Records in a dataset

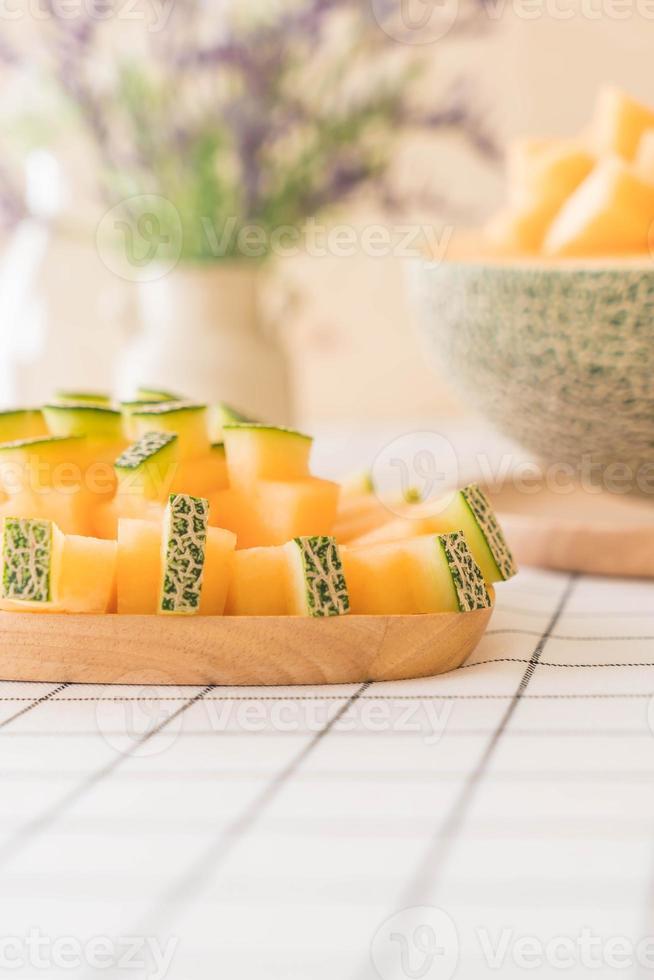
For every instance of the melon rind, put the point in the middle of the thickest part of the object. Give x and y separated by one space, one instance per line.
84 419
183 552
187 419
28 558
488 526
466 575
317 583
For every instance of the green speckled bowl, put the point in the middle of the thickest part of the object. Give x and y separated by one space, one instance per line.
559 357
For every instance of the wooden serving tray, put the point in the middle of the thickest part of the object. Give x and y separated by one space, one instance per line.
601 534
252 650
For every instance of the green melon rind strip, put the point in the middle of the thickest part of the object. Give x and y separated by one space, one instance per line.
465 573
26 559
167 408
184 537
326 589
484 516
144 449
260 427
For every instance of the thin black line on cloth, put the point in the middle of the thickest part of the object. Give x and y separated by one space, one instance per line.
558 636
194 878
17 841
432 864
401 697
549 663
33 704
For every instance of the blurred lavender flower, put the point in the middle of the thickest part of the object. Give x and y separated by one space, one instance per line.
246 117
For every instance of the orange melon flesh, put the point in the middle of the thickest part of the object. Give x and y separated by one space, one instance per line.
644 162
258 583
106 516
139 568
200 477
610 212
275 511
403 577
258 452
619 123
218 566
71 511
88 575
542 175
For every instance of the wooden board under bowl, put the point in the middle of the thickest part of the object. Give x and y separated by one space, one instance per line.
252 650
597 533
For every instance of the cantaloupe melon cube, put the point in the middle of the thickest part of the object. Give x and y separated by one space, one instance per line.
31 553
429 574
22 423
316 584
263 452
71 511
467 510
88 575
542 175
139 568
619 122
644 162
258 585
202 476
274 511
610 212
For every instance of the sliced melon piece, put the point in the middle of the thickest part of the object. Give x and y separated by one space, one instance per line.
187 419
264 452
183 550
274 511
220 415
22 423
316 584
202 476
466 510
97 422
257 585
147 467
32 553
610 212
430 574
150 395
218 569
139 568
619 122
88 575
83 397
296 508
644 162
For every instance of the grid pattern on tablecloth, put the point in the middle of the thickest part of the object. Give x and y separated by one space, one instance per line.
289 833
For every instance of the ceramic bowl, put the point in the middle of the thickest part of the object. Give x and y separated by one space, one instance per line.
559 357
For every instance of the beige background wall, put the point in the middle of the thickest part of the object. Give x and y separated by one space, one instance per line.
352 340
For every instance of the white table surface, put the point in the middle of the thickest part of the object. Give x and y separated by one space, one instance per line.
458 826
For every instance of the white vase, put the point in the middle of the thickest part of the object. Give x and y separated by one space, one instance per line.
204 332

==

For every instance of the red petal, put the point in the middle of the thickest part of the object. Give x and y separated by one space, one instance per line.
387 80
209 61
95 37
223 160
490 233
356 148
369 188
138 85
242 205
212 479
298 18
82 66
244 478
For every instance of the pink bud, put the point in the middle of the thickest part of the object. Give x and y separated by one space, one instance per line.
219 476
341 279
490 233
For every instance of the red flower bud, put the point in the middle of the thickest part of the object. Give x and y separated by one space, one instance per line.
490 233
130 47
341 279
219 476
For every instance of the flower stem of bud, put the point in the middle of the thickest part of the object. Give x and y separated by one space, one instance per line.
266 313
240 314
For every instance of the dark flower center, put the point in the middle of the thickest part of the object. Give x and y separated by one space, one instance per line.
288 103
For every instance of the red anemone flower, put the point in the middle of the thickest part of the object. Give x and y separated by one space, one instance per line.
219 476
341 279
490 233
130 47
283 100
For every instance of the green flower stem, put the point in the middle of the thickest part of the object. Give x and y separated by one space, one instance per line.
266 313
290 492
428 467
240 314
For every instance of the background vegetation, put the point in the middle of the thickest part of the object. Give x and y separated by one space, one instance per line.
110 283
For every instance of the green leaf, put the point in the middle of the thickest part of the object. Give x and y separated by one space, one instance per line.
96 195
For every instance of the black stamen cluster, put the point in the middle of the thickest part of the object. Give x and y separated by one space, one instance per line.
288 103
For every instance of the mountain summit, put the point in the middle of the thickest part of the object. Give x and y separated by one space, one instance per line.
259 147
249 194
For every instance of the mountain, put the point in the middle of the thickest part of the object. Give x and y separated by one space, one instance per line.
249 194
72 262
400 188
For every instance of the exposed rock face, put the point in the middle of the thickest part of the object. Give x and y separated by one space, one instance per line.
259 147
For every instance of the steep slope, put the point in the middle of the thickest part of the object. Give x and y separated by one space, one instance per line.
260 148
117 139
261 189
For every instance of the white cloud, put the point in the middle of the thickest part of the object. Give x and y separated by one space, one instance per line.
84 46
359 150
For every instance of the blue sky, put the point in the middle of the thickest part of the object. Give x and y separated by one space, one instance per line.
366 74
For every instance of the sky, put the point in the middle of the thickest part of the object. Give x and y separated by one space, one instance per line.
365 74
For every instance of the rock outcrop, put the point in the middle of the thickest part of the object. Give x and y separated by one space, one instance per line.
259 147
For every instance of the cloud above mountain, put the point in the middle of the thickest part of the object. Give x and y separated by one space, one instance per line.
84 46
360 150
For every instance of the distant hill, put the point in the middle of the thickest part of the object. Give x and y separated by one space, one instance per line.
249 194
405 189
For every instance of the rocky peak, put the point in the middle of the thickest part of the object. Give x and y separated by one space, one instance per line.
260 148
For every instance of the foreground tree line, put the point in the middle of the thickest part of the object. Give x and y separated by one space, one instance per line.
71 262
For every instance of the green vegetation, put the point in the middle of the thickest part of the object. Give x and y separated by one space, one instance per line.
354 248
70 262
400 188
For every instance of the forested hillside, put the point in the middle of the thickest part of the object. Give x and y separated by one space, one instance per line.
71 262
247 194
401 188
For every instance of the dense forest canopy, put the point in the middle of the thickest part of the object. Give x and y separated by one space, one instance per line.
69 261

_THE REQUEST_. Filter the lines above, keeping each one that contains the word "black". Copy those lines in full.

_EXERCISE RESULT_.
For every instance of the thin black line on cloth, put the point in the middle of the thickest part of the object. Give x and y separated by one space, one instance per line.
For every instance of the black stamen cluster, put the point in the middle of the thickest part of the object. Give x and y separated by one space, one instance per line.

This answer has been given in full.